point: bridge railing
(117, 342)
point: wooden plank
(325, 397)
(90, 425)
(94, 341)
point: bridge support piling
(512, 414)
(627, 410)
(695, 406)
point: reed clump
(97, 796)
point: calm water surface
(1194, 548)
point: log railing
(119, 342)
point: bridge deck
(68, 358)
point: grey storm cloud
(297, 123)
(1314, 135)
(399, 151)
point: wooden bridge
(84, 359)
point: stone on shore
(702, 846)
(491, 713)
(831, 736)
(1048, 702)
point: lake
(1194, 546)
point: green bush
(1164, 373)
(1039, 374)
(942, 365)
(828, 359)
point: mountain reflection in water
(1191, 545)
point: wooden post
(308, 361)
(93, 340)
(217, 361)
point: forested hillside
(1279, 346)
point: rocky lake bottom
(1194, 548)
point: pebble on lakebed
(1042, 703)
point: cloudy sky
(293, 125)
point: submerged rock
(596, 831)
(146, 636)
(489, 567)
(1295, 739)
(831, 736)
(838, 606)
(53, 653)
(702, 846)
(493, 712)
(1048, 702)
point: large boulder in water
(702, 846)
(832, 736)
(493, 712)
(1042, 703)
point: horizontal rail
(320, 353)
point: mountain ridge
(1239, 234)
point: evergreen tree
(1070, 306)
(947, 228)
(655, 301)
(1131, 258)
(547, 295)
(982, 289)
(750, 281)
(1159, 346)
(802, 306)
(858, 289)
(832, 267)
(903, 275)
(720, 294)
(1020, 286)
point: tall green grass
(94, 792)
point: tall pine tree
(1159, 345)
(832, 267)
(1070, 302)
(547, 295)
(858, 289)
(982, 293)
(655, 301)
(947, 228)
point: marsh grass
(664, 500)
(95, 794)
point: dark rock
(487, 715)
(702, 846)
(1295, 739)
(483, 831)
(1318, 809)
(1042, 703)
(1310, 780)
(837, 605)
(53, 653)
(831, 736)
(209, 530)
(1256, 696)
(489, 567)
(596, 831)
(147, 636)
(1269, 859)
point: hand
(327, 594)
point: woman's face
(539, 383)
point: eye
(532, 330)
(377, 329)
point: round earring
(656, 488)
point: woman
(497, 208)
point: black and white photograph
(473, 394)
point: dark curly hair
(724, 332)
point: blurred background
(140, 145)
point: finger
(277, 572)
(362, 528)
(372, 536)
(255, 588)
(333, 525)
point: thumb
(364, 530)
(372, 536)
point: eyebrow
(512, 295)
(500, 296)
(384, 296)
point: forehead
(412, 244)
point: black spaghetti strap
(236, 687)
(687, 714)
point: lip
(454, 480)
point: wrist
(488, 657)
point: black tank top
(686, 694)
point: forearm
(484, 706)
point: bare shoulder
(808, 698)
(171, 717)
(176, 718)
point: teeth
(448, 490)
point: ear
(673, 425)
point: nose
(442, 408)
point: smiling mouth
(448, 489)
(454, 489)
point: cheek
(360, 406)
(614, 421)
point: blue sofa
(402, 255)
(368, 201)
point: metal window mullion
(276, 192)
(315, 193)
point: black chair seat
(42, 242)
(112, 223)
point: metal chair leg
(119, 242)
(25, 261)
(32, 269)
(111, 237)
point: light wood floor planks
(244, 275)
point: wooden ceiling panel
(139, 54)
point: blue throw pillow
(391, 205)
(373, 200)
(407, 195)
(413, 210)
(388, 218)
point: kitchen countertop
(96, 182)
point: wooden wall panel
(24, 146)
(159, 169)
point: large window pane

+++

(Your objective):
Please format every one of the rows above as a numbered list, leaving out any blank lines.

(Response below):
1. point: bridge railing
2. (117, 342)
3. point: wooden plank
4. (325, 397)
5. (90, 425)
6. (94, 341)
7. point: bridge support piling
8. (512, 414)
9. (627, 410)
10. (695, 406)
11. point: reed clump
12. (97, 796)
13. point: calm water surface
14. (1194, 548)
15. point: log railing
16. (119, 342)
17. point: bridge deck
18. (68, 358)
19. point: grey storm cloud
20. (297, 123)
21. (1314, 135)
22. (399, 151)
23. point: wooden bridge
24. (84, 359)
25. point: stone on shore
26. (702, 846)
27. (491, 713)
28. (831, 736)
29. (1048, 702)
30. point: lake
31. (1194, 546)
32. point: green bush
33. (1164, 373)
34. (1039, 374)
35. (942, 365)
36. (828, 359)
37. point: mountain reflection in water
38. (1191, 545)
39. point: wooden post
40. (308, 361)
41. (93, 340)
42. (217, 361)
43. point: forested hillside
44. (1279, 346)
45. point: rocky lake bottom
46. (1194, 548)
47. point: pebble on lakebed
48. (1042, 703)
49. point: cloudy sky
50. (293, 125)
51. point: submerged rock
52. (596, 831)
53. (146, 636)
54. (489, 567)
55. (1295, 739)
56. (831, 736)
57. (838, 606)
58. (53, 653)
59. (702, 846)
60. (493, 712)
61. (1048, 702)
62. point: large boulder in water
63. (702, 846)
64. (832, 736)
65. (493, 712)
66. (1042, 703)
67. point: horizontal rail
68. (320, 353)
69. point: mountain ridge
70. (1239, 234)
71. point: evergreen tree
72. (1070, 306)
73. (947, 228)
74. (655, 301)
75. (1131, 258)
76. (547, 295)
77. (982, 289)
78. (750, 281)
79. (1159, 346)
80. (802, 306)
81. (858, 289)
82. (832, 267)
83. (903, 275)
84. (720, 294)
85. (1020, 286)
86. point: tall green grass
87. (94, 792)
88. point: tall pine tree
89. (1159, 345)
90. (832, 267)
91. (1070, 302)
92. (547, 295)
93. (858, 289)
94. (982, 293)
95. (655, 301)
96. (947, 228)
97. point: marsh grass
98. (664, 500)
99. (95, 794)
100. point: dark rock
101. (487, 715)
102. (702, 846)
103. (1295, 739)
104. (483, 831)
105. (1318, 809)
106. (1042, 703)
107. (1310, 780)
108. (837, 605)
109. (53, 653)
110. (831, 736)
111. (209, 530)
112. (1256, 696)
113. (489, 567)
114. (596, 831)
115. (147, 636)
116. (1269, 859)
117. point: hand
118. (327, 594)
119. point: woman's face
120. (539, 383)
121. point: eye
122. (532, 330)
123. (377, 329)
124. point: round earring
125. (656, 488)
126. point: woman
127. (497, 208)
128. point: black and white photograph
129. (473, 394)
130. point: dark curly hair
131. (724, 332)
132. point: blurred background
133. (140, 145)
134. point: finger
135. (277, 572)
136. (362, 528)
137. (372, 536)
138. (255, 588)
139. (333, 525)
140. point: thumb
141. (364, 530)
142. (372, 536)
143. point: eyebrow
144. (512, 295)
145. (500, 296)
146. (384, 296)
147. point: forehead
148. (412, 244)
149. point: black spaghetti strap
150. (236, 687)
151. (687, 714)
152. point: lip
153. (454, 480)
154. point: wrist
155. (488, 657)
156. point: black tank top
157. (686, 694)
158. point: forearm
159. (484, 706)
160. point: bare shoulder
161. (808, 698)
162. (171, 717)
163. (176, 718)
164. point: teeth
165. (448, 490)
166. point: ear
167. (673, 425)
168. point: nose
169. (442, 408)
170. point: smiling mouth
171. (448, 489)
172. (454, 489)
173. point: cheek
174. (360, 406)
175. (614, 421)
176. point: blue sofa
177. (402, 255)
178. (368, 201)
179. point: metal window mullion
180. (276, 192)
181. (315, 193)
182. point: black chair seat
183. (42, 242)
184. (112, 223)
185. point: metal chair leg
186. (119, 242)
187. (25, 261)
188. (32, 269)
189. (111, 237)
190. point: light wood floor planks
191. (244, 275)
192. point: wooden ceiling panel
193. (139, 54)
194. point: blue throw pillow
195. (391, 205)
196. (373, 200)
197. (407, 195)
198. (413, 210)
199. (388, 218)
200. point: kitchen countertop
201. (96, 182)
202. point: wooden wall panel
203. (24, 146)
204. (159, 169)
205. point: large window pane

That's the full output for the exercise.